> [TASK ITEM] Reproduce each of the entries that follow, exactly.

> [DATA SHOWN]
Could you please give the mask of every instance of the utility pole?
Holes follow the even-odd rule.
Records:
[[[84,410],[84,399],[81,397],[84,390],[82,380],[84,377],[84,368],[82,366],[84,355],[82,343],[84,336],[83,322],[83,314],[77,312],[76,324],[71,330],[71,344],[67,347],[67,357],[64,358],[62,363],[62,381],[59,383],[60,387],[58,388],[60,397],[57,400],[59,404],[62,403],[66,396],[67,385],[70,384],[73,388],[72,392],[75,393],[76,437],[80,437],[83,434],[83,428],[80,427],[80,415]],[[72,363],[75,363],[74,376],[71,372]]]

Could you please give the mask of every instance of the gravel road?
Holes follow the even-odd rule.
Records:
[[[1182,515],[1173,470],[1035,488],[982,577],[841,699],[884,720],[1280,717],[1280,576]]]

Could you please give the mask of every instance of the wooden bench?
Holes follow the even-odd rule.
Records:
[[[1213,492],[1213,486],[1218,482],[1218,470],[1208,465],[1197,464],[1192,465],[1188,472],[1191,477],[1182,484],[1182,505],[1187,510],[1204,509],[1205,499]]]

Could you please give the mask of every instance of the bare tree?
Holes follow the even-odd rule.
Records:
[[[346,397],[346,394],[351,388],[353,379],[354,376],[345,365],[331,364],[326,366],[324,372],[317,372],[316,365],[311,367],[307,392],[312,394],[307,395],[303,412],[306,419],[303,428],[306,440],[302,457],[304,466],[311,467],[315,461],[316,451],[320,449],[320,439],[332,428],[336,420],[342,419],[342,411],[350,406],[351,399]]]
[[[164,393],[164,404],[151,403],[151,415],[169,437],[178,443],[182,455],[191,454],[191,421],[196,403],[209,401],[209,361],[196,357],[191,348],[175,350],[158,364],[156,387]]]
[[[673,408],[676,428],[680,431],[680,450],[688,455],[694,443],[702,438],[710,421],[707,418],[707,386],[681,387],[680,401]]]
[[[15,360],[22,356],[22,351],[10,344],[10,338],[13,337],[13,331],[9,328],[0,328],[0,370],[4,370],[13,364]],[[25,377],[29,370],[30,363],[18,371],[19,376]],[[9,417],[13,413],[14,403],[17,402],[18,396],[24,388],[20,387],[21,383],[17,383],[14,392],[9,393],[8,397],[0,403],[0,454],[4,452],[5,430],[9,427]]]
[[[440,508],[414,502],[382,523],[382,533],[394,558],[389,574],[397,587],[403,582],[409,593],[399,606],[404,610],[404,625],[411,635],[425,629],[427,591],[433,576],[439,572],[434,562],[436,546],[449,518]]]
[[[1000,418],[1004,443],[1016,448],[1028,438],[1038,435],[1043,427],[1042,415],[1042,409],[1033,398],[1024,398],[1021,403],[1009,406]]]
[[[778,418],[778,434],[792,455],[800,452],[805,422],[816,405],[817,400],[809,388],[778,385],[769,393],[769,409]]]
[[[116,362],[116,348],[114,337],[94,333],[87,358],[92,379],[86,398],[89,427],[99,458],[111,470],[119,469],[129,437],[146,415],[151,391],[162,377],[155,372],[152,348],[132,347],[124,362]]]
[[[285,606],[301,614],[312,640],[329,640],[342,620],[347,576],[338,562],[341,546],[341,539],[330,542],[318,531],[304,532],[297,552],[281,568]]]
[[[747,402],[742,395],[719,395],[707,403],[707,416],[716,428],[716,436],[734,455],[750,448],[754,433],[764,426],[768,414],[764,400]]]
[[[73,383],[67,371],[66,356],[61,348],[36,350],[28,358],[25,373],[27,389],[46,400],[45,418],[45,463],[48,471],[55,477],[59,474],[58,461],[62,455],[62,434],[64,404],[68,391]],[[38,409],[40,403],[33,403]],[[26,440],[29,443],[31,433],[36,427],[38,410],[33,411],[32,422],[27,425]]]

> [TASK ANSWER]
Could you please give the mask of every instance of the utility pole?
Holes follow the even-odd rule.
Records:
[[[84,410],[84,399],[81,397],[84,390],[82,380],[84,377],[84,368],[82,366],[84,355],[82,343],[84,336],[83,322],[83,314],[77,312],[76,324],[71,330],[71,344],[67,347],[67,357],[64,358],[62,363],[62,381],[59,383],[60,387],[58,388],[60,397],[57,400],[59,404],[62,403],[66,396],[67,385],[70,384],[73,388],[72,392],[75,393],[76,437],[80,437],[83,434],[83,428],[80,427],[80,415]],[[72,363],[75,363],[74,376],[71,372]]]

Could you please give the mask of every instance of the gravel road?
Holes follow the even-odd rule.
Records:
[[[1182,515],[1173,470],[1035,488],[982,577],[841,699],[884,720],[1280,717],[1280,576]]]

Could you please give the mask of every instance of the wooden bench?
Holes follow the even-odd rule.
Records:
[[[1213,492],[1213,486],[1218,482],[1218,470],[1208,465],[1197,464],[1192,465],[1188,472],[1191,477],[1182,484],[1182,505],[1187,510],[1204,509],[1205,499]]]

Could you please give the mask of every instance of the bare tree?
Holes follow the even-odd rule.
Records:
[[[346,397],[346,394],[351,388],[353,379],[354,376],[345,365],[331,364],[326,366],[324,372],[317,372],[316,365],[311,367],[307,392],[312,394],[307,395],[303,412],[306,419],[303,428],[306,440],[302,457],[304,466],[311,467],[315,461],[316,451],[320,449],[320,439],[332,428],[336,420],[342,419],[342,411],[350,406],[351,399]]]
[[[164,393],[164,404],[151,403],[151,415],[169,437],[178,443],[182,455],[191,454],[191,421],[196,403],[209,401],[209,361],[196,357],[191,348],[175,350],[158,364],[156,387]]]
[[[673,408],[676,428],[680,431],[680,450],[688,455],[694,443],[702,438],[710,421],[707,418],[707,386],[681,387],[680,401]]]
[[[15,360],[22,356],[22,351],[10,344],[10,338],[13,337],[13,331],[9,328],[0,328],[0,370],[4,370],[13,364]],[[25,377],[29,370],[30,363],[18,371],[19,376]],[[9,417],[13,413],[14,403],[17,402],[18,396],[24,388],[20,387],[21,383],[17,383],[14,392],[9,393],[8,397],[0,403],[0,454],[4,452],[5,430],[9,427]]]
[[[440,508],[414,502],[382,523],[382,533],[394,558],[389,574],[397,587],[403,582],[409,593],[399,606],[404,610],[404,625],[411,635],[425,629],[427,591],[433,576],[439,572],[434,562],[436,546],[449,518]]]
[[[1000,418],[1004,443],[1016,448],[1028,438],[1038,435],[1043,427],[1042,415],[1042,409],[1033,398],[1024,398],[1021,403],[1009,406]]]
[[[778,418],[778,434],[792,455],[800,452],[805,422],[816,405],[817,400],[809,388],[778,385],[769,393],[769,409]]]
[[[116,362],[116,348],[114,337],[94,333],[87,358],[92,379],[86,398],[89,427],[99,458],[111,470],[119,469],[129,437],[146,415],[151,391],[162,377],[155,372],[152,348],[132,347],[124,362]]]
[[[285,606],[301,614],[312,640],[329,640],[342,620],[347,576],[338,562],[341,546],[341,539],[330,542],[318,531],[304,532],[297,552],[281,568]]]
[[[747,402],[742,395],[719,395],[707,403],[707,416],[716,428],[716,436],[734,455],[750,448],[754,433],[764,426],[768,414],[764,400]]]
[[[73,383],[67,371],[66,356],[61,348],[36,350],[28,358],[25,373],[27,389],[46,400],[45,418],[45,463],[48,471],[55,477],[59,474],[58,461],[62,455],[62,434],[64,404],[68,391]],[[38,409],[40,403],[33,403]],[[26,440],[29,443],[31,433],[36,427],[38,410],[33,411],[32,422],[27,425]]]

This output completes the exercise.